- **Extrait**
Algérie Résistance
James Howard Kunstler : « Plus les
médias sont tapageurs, plus notre vie
intellectuelle se dégrade »
Mohsen Abdelmoumen
James
Howard Kunstler. DR.
Dimanche 4 décembre 2016
English version here:https://mohsenabdelmoumen.wordpress.com/2016/12/04/james-howard-kunstler-the-jazzier-the-media-gets-the-more-our-intellectual-life-degrades/
Mohsen Abdelmoumen :
Qu’est-ce qu’un espace urbain pour James
Howard Kunstler ?
James Howard Kunstler :
Je pense que nous pouvons
convenir qu’un espace urbain est une
colonie humaine de bâtiments qui peuvent
exister à n’importe quelle échelle entre
un village et une méga-ville. À leur
meilleur, ils partagent des
caractéristiques similaires, bien que
l’échelle puisse être différente. Par
exemple, ils ont tendance à
s’auto-organiser comme serrés et denses
au centre et de moins en moins lorsque
vous vous déplacez du centre vers le
bord. Encore
une fois, à son meilleur, on peut penser
à la condition urbaine comme suit : un
quartier peut être un village ;
plusieurs quartiers et un quartier
d’affaires, et/ou quartier industriel,
peut être une ville ; de nombreux
quartiers avec de nombreux districts
spéciaux constituent une grande ville.
Je dis « à son meilleur » parce qu’aux
États-Unis nous avons évolué vers une
version bâtarde de la banlieue qui est
très déficiente dans sa forme physique
et son organisation sociale par rapport
au meilleur de l’urbanisme mondial. Son
évolution est une histoire en soi sur
laquelle j’ai écrit des livres entiers.

- **Données affichées**
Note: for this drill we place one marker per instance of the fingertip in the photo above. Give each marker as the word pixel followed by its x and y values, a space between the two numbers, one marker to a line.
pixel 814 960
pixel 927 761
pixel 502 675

- **Consignes**
**a.** Répondez, s'il vous plaît, à ces trois questions sur l'extrait :
(i) Quelle date est indiquée sous le nom de l'auteur ?
(ii) D'après James Howard Kunstler, que peut être un quartier, « à son meilleur » ?
(iii) Vers quoi les États-Unis ont-ils évolué, selon lui ?
**b.** Poursuivez l'entretien sur l'espace urbain à partir de la dernière phrase de l'extrait.

- **Réponses à l'exercice**
**a.**
(i) Dimanche 4 décembre 2016.
(ii) Un village.
(iii) Vers une version bâtarde de la banlieue, très déficiente dans sa forme physique et son organisation sociale par rapport au meilleur de l'urbanisme mondial.

**b.**
La vie américaine a énormément souffert
de la façon dont nous avons arrangé les
choses sur le paysage, avec la
motorisation obligatoire pour relier le
tout. Je m’y réfère comme « un
agencement de vie sans avenir ». La
plupart des autres sociétés dans le
monde ont des villes authentiques avec
une forme physique beaucoup plus
satisfaisante et des activités mieux
intégrées.
« L’American way of life »
est-il exclusivement lié au marché du
pétrole ?
Il est juste de dire que l’habitat de
la banlieue dépend absolument de
l’industrie pétrolière. L’industrie
pétrolière est entrée dans une situation
historique : il n’y a plus de pétrole à
bon marché. Malheureusement, les
sociétés industrielles ne peuvent pas
supporter le coût de production élevé du
pétrole sur lequel elles sont conçues.
La nature exacte du dilemme peut être
résumée dans l’équation suivante :
Le pétrole de plus de 75 dollars le
baril écrase les économies
industrielles. Le pétrole de moins de 75
$ le baril détruit les compagnies
pétrolières.
Il n’y a pas de juste milieu dans ce
gradient.
Par conséquent, l’Amérique est en
train de se briser en essayant de
conserver son mode de vie dans une
infrastructure dans laquelle nous ne
pouvons plus nous permettre de vivre.
Pour aggraver les choses, il n’y a
presque pas de conscience du problème.
Le faible prix actuel du pétrole – 45 $
le baril pendant que j’écris – va ruiner
la production pétrolière aux États-Unis.
Le tant vanté « miracle du pétrole de
schiste » était une sorte de truc de
salon accompli avec des volumes
extraordinaires de financement à haut
risque « d’obligations de pacotille ».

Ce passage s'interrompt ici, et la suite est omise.